WORK INSTRUCTIONS: Restate the records word for word, omitting nothing.

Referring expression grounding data
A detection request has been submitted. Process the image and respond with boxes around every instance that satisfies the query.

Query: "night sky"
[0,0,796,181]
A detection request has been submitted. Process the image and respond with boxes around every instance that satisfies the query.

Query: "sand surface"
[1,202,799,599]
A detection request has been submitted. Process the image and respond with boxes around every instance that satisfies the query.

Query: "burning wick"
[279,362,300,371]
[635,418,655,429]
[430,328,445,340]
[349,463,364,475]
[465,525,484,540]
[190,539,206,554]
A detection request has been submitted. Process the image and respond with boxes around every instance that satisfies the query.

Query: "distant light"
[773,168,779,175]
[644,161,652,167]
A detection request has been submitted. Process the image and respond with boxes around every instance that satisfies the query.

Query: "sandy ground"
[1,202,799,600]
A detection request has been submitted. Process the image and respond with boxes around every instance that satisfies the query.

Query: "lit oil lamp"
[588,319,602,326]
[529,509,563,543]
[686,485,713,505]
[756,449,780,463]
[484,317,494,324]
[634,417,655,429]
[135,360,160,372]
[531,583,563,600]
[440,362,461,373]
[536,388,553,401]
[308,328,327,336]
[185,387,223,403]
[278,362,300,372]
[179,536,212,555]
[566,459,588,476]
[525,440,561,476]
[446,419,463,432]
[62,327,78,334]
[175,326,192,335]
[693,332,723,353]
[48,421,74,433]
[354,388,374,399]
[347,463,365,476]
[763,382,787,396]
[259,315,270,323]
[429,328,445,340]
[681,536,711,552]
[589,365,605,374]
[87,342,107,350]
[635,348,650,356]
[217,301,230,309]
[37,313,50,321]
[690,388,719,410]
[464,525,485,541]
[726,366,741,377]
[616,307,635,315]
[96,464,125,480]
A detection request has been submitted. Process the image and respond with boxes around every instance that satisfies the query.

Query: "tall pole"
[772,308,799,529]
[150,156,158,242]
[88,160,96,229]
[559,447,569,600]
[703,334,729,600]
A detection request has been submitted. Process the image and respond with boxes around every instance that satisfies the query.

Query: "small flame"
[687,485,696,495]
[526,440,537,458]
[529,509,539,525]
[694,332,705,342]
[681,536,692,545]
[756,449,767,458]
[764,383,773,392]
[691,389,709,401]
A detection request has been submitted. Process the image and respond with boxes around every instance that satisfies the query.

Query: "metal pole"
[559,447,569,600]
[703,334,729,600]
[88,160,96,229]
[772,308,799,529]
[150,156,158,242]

RESPONSE TO THE TASK:
A detection request has been submitted. Process the image and respond with boxes around every instance that satisfies the query.

Query: "night sky"
[0,0,796,181]
A detection request has been submitted. Process the image and respond with boxes around every instance that satisfies the query.

Query: "sand surface"
[1,202,799,599]
A detection request has been submitted. Process the image and respond with boxes around every instance that satisfies the query.

Query: "burning wick"
[279,362,300,371]
[635,418,655,429]
[430,328,445,340]
[349,463,364,475]
[465,525,484,540]
[190,539,206,554]
A detection request has been submitted. Process the image and respond with boxes around every instance that satisfies the query.

Query: "distant light"
[773,168,779,175]
[644,161,652,167]
A detection request has been submitted. Process the image and respond with boxes around every instance that satisfies the query.

Query: "sandy ground"
[1,202,799,600]
A detection request has been submitted. Process the image and respond with boxes around every instance that satisfies the query.

Query: "lit oil lamp"
[588,319,602,326]
[529,509,563,543]
[686,485,713,505]
[756,449,780,463]
[484,317,494,324]
[634,417,655,429]
[135,360,160,372]
[531,583,563,600]
[440,362,461,373]
[536,388,553,401]
[308,328,327,336]
[185,387,223,403]
[278,362,300,372]
[179,536,212,555]
[566,459,588,476]
[525,440,561,476]
[446,419,463,432]
[62,327,78,334]
[175,326,192,335]
[693,332,723,353]
[48,421,74,433]
[354,388,374,399]
[347,463,365,476]
[763,382,787,396]
[259,315,270,323]
[429,328,445,340]
[681,536,711,552]
[589,365,605,374]
[87,342,107,350]
[635,348,650,356]
[217,301,230,309]
[37,313,50,321]
[690,388,719,410]
[464,525,485,541]
[726,366,741,377]
[616,307,635,315]
[96,464,125,480]
A detection request has been submitted. Process the image and respond with boxes around every instance that satisfies the query.

Query: "tall pole"
[772,308,799,529]
[150,156,158,242]
[88,160,96,229]
[559,447,569,600]
[703,334,729,600]
A detection request has been submitted. Process the image and respond with boxes around every instance that satisfies the query.

Query: "small flame"
[687,485,696,495]
[526,440,537,458]
[529,509,539,525]
[694,332,705,342]
[681,536,692,545]
[756,449,767,458]
[764,383,773,392]
[691,389,709,401]
A detection request has been submitted. Process the image and respond with boxes around every instance that satisfies the query.

Query: "metal pole"
[559,447,569,600]
[703,334,729,600]
[88,160,96,229]
[772,308,799,529]
[150,156,158,242]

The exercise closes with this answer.